» **Exercise aim**:
Update the records below by replacing "Labeling guideline" with "Annotation rule" wherever it occurs, and reproduce every line with nothing else changed.

» **Listing**:
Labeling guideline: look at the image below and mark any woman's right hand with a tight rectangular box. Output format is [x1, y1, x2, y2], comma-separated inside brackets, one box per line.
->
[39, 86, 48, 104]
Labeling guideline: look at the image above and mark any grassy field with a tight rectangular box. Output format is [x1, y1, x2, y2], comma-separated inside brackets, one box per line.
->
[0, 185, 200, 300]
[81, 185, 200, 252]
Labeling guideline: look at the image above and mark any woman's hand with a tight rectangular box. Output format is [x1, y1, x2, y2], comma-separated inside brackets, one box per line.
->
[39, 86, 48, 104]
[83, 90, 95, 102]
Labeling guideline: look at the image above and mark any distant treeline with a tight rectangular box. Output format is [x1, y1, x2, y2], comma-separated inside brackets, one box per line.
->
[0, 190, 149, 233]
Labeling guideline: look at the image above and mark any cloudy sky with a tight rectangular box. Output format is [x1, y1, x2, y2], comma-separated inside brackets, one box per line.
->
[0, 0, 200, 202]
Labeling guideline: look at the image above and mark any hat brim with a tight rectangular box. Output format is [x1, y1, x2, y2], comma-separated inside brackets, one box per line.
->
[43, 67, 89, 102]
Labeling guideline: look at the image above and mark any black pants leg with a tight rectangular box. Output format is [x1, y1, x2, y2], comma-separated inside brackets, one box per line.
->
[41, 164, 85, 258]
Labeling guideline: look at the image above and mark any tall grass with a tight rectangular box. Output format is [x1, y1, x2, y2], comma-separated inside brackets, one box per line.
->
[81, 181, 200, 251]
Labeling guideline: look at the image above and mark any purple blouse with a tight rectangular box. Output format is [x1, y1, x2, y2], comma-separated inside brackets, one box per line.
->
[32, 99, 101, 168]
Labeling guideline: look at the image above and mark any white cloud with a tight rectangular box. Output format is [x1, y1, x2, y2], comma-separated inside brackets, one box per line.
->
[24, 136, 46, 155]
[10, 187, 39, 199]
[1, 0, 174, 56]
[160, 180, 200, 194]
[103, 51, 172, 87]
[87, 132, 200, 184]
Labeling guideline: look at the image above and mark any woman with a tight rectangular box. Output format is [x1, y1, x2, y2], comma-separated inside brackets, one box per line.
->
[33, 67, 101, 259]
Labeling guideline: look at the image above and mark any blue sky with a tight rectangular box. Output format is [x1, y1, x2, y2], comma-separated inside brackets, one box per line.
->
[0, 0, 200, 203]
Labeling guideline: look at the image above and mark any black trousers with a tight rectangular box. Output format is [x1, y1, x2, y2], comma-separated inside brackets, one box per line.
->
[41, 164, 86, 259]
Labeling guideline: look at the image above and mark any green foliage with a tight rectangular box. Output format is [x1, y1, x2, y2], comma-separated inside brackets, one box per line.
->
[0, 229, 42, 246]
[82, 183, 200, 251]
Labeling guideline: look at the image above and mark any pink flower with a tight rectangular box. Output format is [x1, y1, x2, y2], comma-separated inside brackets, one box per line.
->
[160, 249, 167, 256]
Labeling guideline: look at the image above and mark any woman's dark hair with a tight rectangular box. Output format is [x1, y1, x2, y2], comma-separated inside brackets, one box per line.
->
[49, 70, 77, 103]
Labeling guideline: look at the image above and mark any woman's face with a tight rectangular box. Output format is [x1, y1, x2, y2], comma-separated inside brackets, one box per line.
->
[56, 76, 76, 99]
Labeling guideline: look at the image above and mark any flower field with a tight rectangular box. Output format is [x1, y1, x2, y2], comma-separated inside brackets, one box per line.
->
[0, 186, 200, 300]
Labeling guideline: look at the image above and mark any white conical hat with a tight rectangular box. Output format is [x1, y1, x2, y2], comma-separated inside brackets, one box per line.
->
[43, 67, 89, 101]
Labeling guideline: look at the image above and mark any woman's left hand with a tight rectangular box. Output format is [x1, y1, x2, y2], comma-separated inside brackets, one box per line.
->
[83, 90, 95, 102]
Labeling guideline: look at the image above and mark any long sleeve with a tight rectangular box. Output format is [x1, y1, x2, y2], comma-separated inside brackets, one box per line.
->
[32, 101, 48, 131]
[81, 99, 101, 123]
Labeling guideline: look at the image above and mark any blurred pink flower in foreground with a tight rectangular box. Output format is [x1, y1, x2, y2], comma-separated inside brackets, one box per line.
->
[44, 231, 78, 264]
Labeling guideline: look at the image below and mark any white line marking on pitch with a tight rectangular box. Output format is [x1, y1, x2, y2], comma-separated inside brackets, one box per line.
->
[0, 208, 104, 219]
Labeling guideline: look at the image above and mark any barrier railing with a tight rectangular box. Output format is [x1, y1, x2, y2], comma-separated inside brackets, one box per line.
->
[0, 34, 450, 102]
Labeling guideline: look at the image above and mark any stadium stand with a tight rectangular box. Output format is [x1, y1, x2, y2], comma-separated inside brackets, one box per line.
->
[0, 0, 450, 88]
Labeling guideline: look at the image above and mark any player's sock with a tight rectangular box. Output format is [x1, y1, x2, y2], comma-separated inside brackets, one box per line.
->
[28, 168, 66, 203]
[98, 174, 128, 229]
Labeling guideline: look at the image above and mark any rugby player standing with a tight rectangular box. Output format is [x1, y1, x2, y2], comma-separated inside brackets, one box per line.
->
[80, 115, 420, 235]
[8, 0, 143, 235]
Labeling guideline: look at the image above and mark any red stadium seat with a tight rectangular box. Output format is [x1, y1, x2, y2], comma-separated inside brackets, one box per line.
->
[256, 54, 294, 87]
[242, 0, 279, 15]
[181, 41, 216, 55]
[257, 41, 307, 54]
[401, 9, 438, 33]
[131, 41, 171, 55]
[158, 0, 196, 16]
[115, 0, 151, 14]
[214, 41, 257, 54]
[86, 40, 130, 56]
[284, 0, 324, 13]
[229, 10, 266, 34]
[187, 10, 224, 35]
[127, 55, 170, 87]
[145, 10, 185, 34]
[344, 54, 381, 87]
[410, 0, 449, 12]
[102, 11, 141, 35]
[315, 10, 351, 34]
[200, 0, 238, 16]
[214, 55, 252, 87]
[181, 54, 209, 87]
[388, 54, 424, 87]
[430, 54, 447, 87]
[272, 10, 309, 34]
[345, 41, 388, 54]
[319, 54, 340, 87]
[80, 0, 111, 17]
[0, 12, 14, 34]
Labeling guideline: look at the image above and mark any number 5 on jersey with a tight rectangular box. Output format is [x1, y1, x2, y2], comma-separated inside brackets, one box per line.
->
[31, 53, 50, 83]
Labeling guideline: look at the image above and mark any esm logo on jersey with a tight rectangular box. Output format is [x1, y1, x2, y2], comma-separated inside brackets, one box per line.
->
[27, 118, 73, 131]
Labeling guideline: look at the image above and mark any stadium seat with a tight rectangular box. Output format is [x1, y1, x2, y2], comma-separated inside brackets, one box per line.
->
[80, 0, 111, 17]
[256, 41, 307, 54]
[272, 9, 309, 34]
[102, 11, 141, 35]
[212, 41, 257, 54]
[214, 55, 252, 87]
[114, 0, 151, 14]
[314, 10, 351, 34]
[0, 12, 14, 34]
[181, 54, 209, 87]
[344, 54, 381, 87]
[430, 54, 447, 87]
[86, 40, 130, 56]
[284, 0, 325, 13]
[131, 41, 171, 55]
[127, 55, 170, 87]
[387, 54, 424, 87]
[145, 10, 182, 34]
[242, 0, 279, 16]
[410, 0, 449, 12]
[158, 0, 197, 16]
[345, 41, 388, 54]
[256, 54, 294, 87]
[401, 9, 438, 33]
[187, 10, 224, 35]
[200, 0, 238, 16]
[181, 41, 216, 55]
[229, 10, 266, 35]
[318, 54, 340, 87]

» **Exercise output**:
Annotation rule: look at the image below and mark any woman's right hand with a tight rectangular box. Output format is [x1, y1, x2, y2], comma-separated inside brackets, one box per line.
->
[39, 86, 48, 104]
Annotation rule: look at the image above and mark any grassy field with a tight rectangular box. Output format is [x1, y1, x2, y2], comma-separated inside brackets, one box per line.
->
[0, 185, 200, 300]
[81, 185, 200, 252]
Annotation rule: look at the image above and mark any woman's hand with a tight rectangular box. Output format is [x1, y1, x2, y2], comma-separated inside brackets, one box per line.
->
[39, 86, 48, 104]
[83, 90, 95, 102]
Annotation rule: look at the image above and mark any distant treeline with a tight rectangular box. Output format is [x1, y1, x2, y2], comma-separated inside brackets, one box per line.
->
[0, 190, 149, 233]
Annotation rule: look at the image above and mark any cloudy sky with a tight rectangular box. Output format is [x1, y1, x2, y2], comma-separated inside brackets, one box per line.
->
[0, 0, 200, 202]
Annotation rule: look at the image above and mark any hat brim with a tight rectangular box. Output format is [x1, y1, x2, y2], comma-separated inside brackets, one box per line.
->
[43, 67, 89, 102]
Annotation rule: look at the image above and mark any black pants leg with a tight rectangular box. Output format is [x1, y1, x2, y2], comma-separated inside brackets, one box per line.
->
[41, 164, 85, 258]
Annotation rule: look at the image above and mark any tall grass with a tight rectangular box. Output format is [x1, y1, x2, y2], comma-separated inside brackets, one box per line.
->
[81, 181, 200, 251]
Annotation rule: look at the image above and mark any purple blouse with a tight rectangular box. Output format is [x1, y1, x2, y2], comma-separated inside brackets, one box per line.
->
[32, 99, 101, 168]
Annotation rule: look at the image above and mark any white cloud with a tight rectangular box. Output format is [x1, y1, x2, y2], comma-separated inside brackets, one box per line.
->
[24, 136, 46, 155]
[10, 187, 39, 199]
[1, 0, 174, 56]
[160, 180, 200, 194]
[103, 51, 172, 87]
[87, 132, 200, 184]
Annotation rule: look at the image above and mark any woman with a tight rectangular box. Output format is [x1, y1, x2, y2], comma-separated inside brackets, one box per line.
->
[33, 67, 101, 259]
Annotation rule: look at the image above and mark any blue sky with a tight rectangular box. Output format is [x1, y1, x2, y2], comma-separated inside brackets, one box per line.
->
[0, 0, 200, 203]
Annotation rule: look at the image above and mark any black trousers with a tight rectangular box. Output format is [x1, y1, x2, y2], comma-separated inside brackets, one box per line.
->
[41, 164, 86, 259]
Annotation rule: look at the image above and mark any green foliage with a tight rectangular box. Output format is [x1, y1, x2, y2], comma-separated inside brackets, one box per line.
->
[0, 229, 42, 246]
[82, 183, 200, 251]
Annotation rule: look at the image above and mark any pink flower with a tight rectangular box. Output format is [x1, y1, x2, y2], comma-separated inside brackets, one box per line.
->
[160, 249, 167, 256]
Annotation rule: look at the image above and mark any woman's dark hair with a tight rectangular box. Output format is [x1, y1, x2, y2], comma-separated inside brackets, one box per line.
->
[49, 70, 77, 103]
Annotation rule: look at the image above and mark any woman's face with a tight rectangular box. Output format is [x1, y1, x2, y2], comma-separated inside brackets, one box per line.
->
[56, 76, 76, 99]
Annotation rule: look at the image above and mark any flower field with a tight rectangular box. Output format is [x1, y1, x2, y2], comma-separated inside brackets, one box per line.
->
[0, 186, 200, 300]
Annotation rule: look at the image above and mark any white conical hat with a tight rectangular box. Output format is [x1, y1, x2, y2], comma-separated inside brackets, one box per line.
->
[43, 67, 89, 101]
Annotation rule: look at the image above and mark any woman's left hand with a tight rectangular box. Output format is [x1, y1, x2, y2], comma-separated inside brackets, one box per line.
->
[83, 90, 95, 102]
Annotation rule: look at the image above and mark any long sleeve with a tight rectangular box. Output format is [x1, y1, x2, y2], comma-separated inside brackets, one box per line.
->
[32, 101, 48, 131]
[81, 99, 101, 123]
Annotation rule: look at the image above and mark any blurred pink flower in foreground with a tight rectangular box. Output format is [x1, y1, x2, y2], comma-separated inside brackets, one box per line.
->
[44, 231, 78, 264]
Annotation rule: look at the image below and mark any white line marking on pitch with a tight rectangular box. Output format is [x1, y1, x2, y2], comma-separated inside brackets, one box per line.
->
[0, 208, 104, 219]
Annotation rule: look at the image above and mark any barrier railing with a tight rectangular box. Output format is [x1, y1, x2, y2], comma-separated inside brackets, one box per line.
->
[0, 34, 450, 102]
Annotation rule: look at the image above and mark any stadium stand with a tight rectangular box. Output format is [x1, y1, x2, y2], comma-separated inside brackets, one box per line.
->
[0, 0, 450, 88]
Annotation rule: look at the image above and mark any player's sock with a tight rectangular box. Output format is [x1, y1, x2, y2], comma-separated inside brackets, one box per line.
->
[28, 168, 66, 203]
[98, 174, 128, 229]
Annotation rule: look at the image above and mark any rugby player standing with a tight rectangular box. Output format is [x1, y1, x2, y2], comma-separated inside brackets, one box per line.
->
[80, 115, 420, 235]
[8, 0, 143, 235]
Annotation rule: look at the image above and mark any red stadium seat with a tight rectangular box. Output format is [x1, y1, x2, y2], comma-separated inside brackets, one box per line.
->
[256, 54, 294, 87]
[242, 0, 279, 15]
[181, 41, 216, 55]
[257, 41, 307, 54]
[401, 9, 438, 33]
[131, 41, 171, 55]
[158, 0, 196, 16]
[115, 0, 151, 14]
[214, 41, 257, 54]
[86, 40, 130, 56]
[284, 0, 324, 13]
[229, 10, 266, 34]
[187, 10, 224, 35]
[127, 55, 170, 87]
[145, 10, 185, 34]
[344, 54, 381, 87]
[410, 0, 449, 12]
[102, 11, 141, 35]
[315, 10, 351, 34]
[200, 0, 238, 16]
[214, 55, 252, 87]
[181, 54, 209, 87]
[388, 54, 424, 87]
[430, 54, 447, 87]
[272, 10, 309, 34]
[345, 41, 388, 54]
[319, 54, 340, 87]
[80, 0, 111, 17]
[0, 12, 14, 34]
Annotation rule: look at the image above and mark any number 5 on jersey with a tight rectangular box. Output format is [x1, y1, x2, y2], comma-separated inside brackets, one box per line.
->
[31, 53, 50, 83]
Annotation rule: look at the image above and mark any esm logo on jersey with a tight rectangular box. Output format is [x1, y1, x2, y2], comma-separated inside brackets, one box per line.
->
[27, 118, 73, 131]
Annotation rule: look at the image above and mark any stadium seat with a tight rectangular box. Output format is [x1, y1, x2, y2], comma-separated inside brackets, one box per line.
->
[80, 0, 111, 17]
[256, 41, 307, 54]
[272, 9, 309, 34]
[102, 11, 141, 35]
[212, 41, 257, 54]
[214, 55, 252, 87]
[114, 0, 151, 14]
[314, 10, 351, 34]
[0, 12, 14, 34]
[181, 54, 209, 87]
[344, 54, 381, 87]
[430, 54, 447, 87]
[86, 40, 130, 56]
[284, 0, 325, 13]
[131, 41, 171, 55]
[127, 55, 170, 87]
[387, 54, 424, 87]
[145, 10, 182, 34]
[242, 0, 279, 16]
[410, 0, 449, 12]
[158, 0, 197, 16]
[345, 41, 388, 54]
[256, 54, 294, 87]
[401, 9, 438, 33]
[187, 10, 224, 35]
[200, 0, 238, 16]
[181, 41, 216, 55]
[229, 10, 266, 35]
[318, 54, 340, 87]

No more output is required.